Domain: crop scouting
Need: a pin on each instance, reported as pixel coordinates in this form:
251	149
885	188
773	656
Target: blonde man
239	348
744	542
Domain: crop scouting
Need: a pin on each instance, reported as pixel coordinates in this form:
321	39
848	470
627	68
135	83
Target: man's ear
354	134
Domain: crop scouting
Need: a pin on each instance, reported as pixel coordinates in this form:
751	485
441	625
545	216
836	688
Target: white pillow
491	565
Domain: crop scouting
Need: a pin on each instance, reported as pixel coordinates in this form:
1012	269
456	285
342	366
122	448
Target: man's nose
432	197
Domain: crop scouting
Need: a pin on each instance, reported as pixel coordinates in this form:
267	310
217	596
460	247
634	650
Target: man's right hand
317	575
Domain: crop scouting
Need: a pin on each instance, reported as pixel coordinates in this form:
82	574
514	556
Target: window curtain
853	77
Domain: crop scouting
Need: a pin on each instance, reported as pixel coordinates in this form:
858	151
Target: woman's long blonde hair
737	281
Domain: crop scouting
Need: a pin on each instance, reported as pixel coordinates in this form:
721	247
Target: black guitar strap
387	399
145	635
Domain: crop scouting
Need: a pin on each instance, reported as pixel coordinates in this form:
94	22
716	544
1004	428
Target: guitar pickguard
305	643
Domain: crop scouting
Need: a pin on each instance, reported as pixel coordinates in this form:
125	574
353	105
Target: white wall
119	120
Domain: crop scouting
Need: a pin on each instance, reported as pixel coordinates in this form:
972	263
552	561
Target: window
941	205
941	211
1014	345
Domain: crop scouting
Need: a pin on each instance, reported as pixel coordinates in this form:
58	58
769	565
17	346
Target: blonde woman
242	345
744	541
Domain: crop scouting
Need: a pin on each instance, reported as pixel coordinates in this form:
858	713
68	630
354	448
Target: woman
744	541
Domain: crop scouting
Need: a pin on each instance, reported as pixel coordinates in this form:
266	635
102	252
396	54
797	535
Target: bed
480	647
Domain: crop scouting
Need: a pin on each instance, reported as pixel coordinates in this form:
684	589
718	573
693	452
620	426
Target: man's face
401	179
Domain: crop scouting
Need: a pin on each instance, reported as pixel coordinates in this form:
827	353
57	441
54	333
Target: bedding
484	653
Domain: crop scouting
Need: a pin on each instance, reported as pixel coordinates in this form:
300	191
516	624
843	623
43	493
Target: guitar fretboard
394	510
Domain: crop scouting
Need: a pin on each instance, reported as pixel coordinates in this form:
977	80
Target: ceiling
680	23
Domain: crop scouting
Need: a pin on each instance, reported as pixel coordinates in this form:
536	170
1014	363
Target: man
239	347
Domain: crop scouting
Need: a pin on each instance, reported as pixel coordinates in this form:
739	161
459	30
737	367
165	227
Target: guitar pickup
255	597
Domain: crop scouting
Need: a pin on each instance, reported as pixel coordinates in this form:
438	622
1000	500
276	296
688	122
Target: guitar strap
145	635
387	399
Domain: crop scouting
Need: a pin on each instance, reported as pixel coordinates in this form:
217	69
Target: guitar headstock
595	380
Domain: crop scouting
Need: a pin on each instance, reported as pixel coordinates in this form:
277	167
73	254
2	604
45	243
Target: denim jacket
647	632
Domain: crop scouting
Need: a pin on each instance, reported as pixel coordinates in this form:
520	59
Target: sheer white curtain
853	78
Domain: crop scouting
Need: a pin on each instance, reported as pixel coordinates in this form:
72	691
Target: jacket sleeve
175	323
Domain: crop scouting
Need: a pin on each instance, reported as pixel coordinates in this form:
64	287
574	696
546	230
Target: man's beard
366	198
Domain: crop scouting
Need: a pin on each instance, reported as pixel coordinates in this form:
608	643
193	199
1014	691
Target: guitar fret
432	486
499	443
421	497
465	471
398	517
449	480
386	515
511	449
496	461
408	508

• **Exercise goal**:
Output the complete data exactly as written.

• **Written answer**:
Domain: crop scouting
Need: a pin on each instance, reported as pixel coordinates in this form:
251	149
885	188
773	656
Target: blonde man
239	348
744	542
Domain: crop scouting
Need: a pin on each instance, reported as pixel coordinates in this form:
321	39
848	470
627	68
135	83
Target: man's ear
354	134
Domain: crop scouting
Need: a pin on each instance, reported as pixel coordinates in this form:
751	485
441	625
545	216
836	688
Target: white pillow
491	565
Domain: crop scouting
Need: a pin on each instance, reported as pixel coordinates in this form:
1012	269
456	285
342	366
122	448
Target: man's nose
432	197
Domain: crop scouting
Need: a pin on each instance, reported as pixel coordinates in this form:
267	310
217	596
460	247
634	650
Target: man's right hand
317	575
Domain: crop scouting
Need: a pin on each instance, reported as pixel coordinates in this form:
82	574
514	556
Target: window curtain
853	77
Domain: crop scouting
Need: a pin on each instance, reported as pixel coordinates in this form:
858	151
Target: woman's long blonde hair
737	281
Domain: crop scouting
Need: a pin on each instance, reported as pixel coordinates in this form:
721	247
Target: black guitar strap
387	399
145	635
Domain: crop scouting
Need: a pin on each instance, reported as pixel coordinates in this form:
94	22
716	544
1004	428
Target: guitar pickguard
305	643
Domain: crop scouting
Need: a pin on each instance, reported as pixel coordinates in this form:
125	574
353	105
Target: white wall
119	120
Domain: crop scouting
Need: a pin on each instance, reported as pixel coordinates in this form:
972	263
552	561
Target: window
941	205
941	211
1014	345
Domain: crop scouting
Need: a pin on each instance, reported as pixel coordinates in this form:
58	58
769	565
17	346
Target: blonde woman
242	345
744	541
Domain: crop scouting
Need: a pin on each instance, reported as pixel coordinates in this form:
858	713
68	630
354	448
Target: woman
744	541
Domain: crop scouting
Need: a pin on each instance, reported as pixel coordinates in this form:
266	635
102	252
396	54
797	535
Target: bed
480	647
Domain: crop scouting
Need: a pin on each instance, reported as pixel coordinates in this form:
684	589
718	573
693	452
620	426
Target: man's face
401	179
Domain: crop scouting
Need: a pin on each instance, reported as pixel coordinates in this form:
827	353
57	441
54	333
Target: bedding
484	653
Domain: crop scouting
Need: a pin on each instance, reported as pixel coordinates in this form:
300	191
516	624
843	623
43	493
Target: guitar fretboard
394	510
Domain: crop scouting
Need: a pin on each instance, reported as pixel coordinates in this form:
977	80
Target: ceiling
680	23
Domain: crop scouting
Need: a pin on each instance, reported as pixel coordinates in this form:
536	170
1014	363
Target: man
239	347
Domain: crop scouting
Need: a pin on each instance, reported as pixel coordinates in this form:
739	161
459	30
737	367
165	227
Target: guitar pickup
255	597
Domain: crop scouting
Need: a pin on each instance, reported as pixel coordinates in this form:
438	622
1000	500
276	296
688	122
Target: guitar strap
145	635
387	399
Domain: crop scouting
Need: a pin on each instance, reported as pixel coordinates in this form:
217	69
Target: guitar headstock
595	380
Domain: crop scouting
Need: a pin on each instance, reported as pixel coordinates in this form:
277	167
73	254
2	604
45	243
Target: denim jacket
647	632
Domain: crop scouting
Need: a pin on each instance, reported as pixel coordinates in this form:
520	59
Target: sheer white curtain
853	78
Domain: crop scouting
Need: a pin on each instance, reported as pixel coordinates in this form:
72	691
Target: jacket sleeve
175	323
Domain: crop scouting
Need: a pin on each instance, reported as pixel coordinates in this form:
64	287
574	696
546	230
Target: man's beard
366	198
Domain: crop scouting
Need: a pin on each instance, reported as pixel coordinates in this form:
608	643
193	199
1014	691
Target: guitar fret
432	486
499	443
421	497
465	471
398	517
449	480
386	515
511	449
496	461
408	508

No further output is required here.